- PROVIDED DATA:
[start]

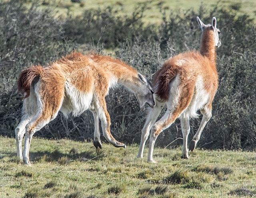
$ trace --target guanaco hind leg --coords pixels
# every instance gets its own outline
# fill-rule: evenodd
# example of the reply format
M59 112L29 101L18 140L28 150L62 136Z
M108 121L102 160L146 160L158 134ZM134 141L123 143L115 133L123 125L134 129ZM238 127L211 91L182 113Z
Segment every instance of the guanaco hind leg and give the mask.
M196 144L200 139L201 134L203 131L204 128L207 122L212 117L212 110L210 108L206 108L203 110L200 110L200 111L203 114L203 118L202 119L200 126L199 126L196 133L194 135L193 139L190 142L188 145L189 150L192 151L196 148Z
M184 114L182 114L180 117L181 130L183 136L183 147L182 148L182 154L181 158L184 159L188 159L188 137L190 130L189 125L189 120L186 118Z
M116 141L110 133L110 128L111 124L110 118L109 114L107 110L107 106L105 98L103 98L101 100L99 100L98 102L95 103L95 108L96 112L101 121L101 127L102 129L103 135L106 139L115 147L123 147L124 148L126 148L126 146L125 145ZM100 143L100 141L99 142L98 141L100 141L99 131L98 131L98 133L97 132L96 134L97 134L97 137L96 138L94 137L94 139L96 140L98 142L96 142L95 143L96 144L98 144L99 142ZM95 134L95 133L94 133L94 134ZM96 145L98 145L98 144L96 144ZM95 144L94 146L96 147ZM99 146L98 145L98 146Z
M156 121L161 113L161 111L165 104L165 102L161 103L156 100L155 105L153 108L149 109L148 113L148 116L144 127L142 129L140 149L137 157L143 158L143 151L146 141L149 135L149 132L153 125L156 122Z

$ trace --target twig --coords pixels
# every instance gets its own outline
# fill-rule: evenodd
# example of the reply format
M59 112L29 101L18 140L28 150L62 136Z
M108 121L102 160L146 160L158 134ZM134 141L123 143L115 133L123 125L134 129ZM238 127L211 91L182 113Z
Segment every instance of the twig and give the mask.
M183 139L183 138L182 138L181 137L178 137L178 138L177 138L176 139L174 140L173 141L172 141L172 142L171 142L170 144L169 144L168 145L167 145L166 147L164 147L164 150L166 147L167 147L168 146L169 146L170 144L171 144L172 143L175 142L176 140L177 140L177 139Z

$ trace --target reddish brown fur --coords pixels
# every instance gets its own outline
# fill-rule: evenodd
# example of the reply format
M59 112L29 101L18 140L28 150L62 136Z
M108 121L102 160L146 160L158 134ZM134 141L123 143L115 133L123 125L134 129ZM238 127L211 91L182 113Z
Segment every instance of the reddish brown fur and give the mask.
M106 139L116 147L125 147L110 132L105 100L109 89L118 82L134 92L141 108L146 103L154 106L151 84L135 69L110 57L73 52L46 67L33 66L22 72L18 86L26 95L22 121L15 129L18 157L22 157L21 141L26 133L23 160L30 164L28 154L33 134L56 118L59 111L65 116L72 113L78 116L91 110L96 125L95 147L101 148L100 119Z
M20 74L17 83L18 90L23 94L26 93L24 99L29 96L32 81L36 77L42 74L43 69L40 65L34 66L25 69Z
M180 60L185 61L187 63L177 64L177 61L179 63ZM170 82L177 74L180 77L180 84L190 92L189 95L192 93L194 80L198 74L203 77L205 88L208 92L213 90L215 93L218 86L218 73L215 64L213 64L208 57L198 52L186 52L170 59L156 74L153 85L157 86L156 94L160 98L160 101L168 100ZM186 94L184 97L188 96Z

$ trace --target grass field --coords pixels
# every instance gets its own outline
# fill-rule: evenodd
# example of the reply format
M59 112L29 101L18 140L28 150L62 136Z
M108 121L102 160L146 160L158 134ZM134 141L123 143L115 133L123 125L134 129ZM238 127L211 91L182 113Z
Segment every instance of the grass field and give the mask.
M167 14L170 10L180 9L184 10L194 8L198 9L203 2L201 0L95 0L94 1L81 0L80 3L72 3L71 0L44 0L43 7L46 8L52 5L56 8L56 16L61 18L65 18L68 12L76 16L81 16L85 9L92 8L97 9L112 6L114 9L122 10L124 15L130 15L134 8L139 5L147 3L147 9L145 12L145 17L143 20L146 23L160 24L162 16L160 12L159 5L166 10ZM230 6L237 3L241 4L240 12L242 14L246 13L252 18L256 18L256 1L255 0L212 0L203 3L207 9L211 8L219 2L220 6Z
M256 154L155 148L156 164L136 158L138 145L35 138L33 166L16 157L14 138L0 137L0 197L230 198L256 196Z

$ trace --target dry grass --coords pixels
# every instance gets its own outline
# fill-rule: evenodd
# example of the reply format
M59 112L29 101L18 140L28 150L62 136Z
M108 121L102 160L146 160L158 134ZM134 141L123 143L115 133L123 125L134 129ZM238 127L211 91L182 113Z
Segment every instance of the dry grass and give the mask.
M153 164L136 158L138 145L117 148L103 143L98 151L91 142L35 138L29 167L17 160L14 138L0 137L0 198L227 198L256 193L254 152L196 149L184 160L180 148L156 148Z

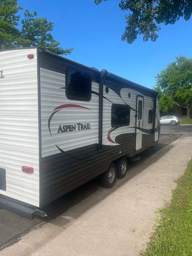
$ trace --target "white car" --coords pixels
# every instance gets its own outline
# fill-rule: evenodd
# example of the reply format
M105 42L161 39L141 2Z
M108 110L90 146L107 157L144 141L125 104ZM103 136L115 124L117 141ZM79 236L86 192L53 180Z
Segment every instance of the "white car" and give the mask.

[end]

- SET TASK: Swap "outline" for "contour" in the part that opens with the line containing "grass --coords pixels" and continues through the end of the records, changing nothing else and omitting the pictures.

- OUTPUT FOR THIS TASK:
$ trace --target dry grass --coords pixels
# every instance gets its own contour
# fill-rule: evenodd
# example of the reply format
M59 112L29 101L18 140L28 150L62 136Z
M108 121L102 160L146 160L158 134ZM134 141L123 143L115 133L123 125L134 129ZM238 127L211 91L182 113Z
Segment every instance of the dry grass and give the mask.
M153 164L136 158L138 145L117 148L103 143L98 151L91 142L35 138L29 167L17 160L14 138L0 137L0 198L227 198L256 193L254 152L196 149L184 160L180 148L156 148Z

$ trace --target "white car" --coords pixels
# every instance gets its own contour
# fill-rule: evenodd
# example of the reply format
M105 42L161 39L141 2Z
M108 110L90 146L107 157L144 141L125 104ZM103 136L115 124L117 141ZM79 236L86 192L53 180Z
Segment every instance of the "white car" and give the mask.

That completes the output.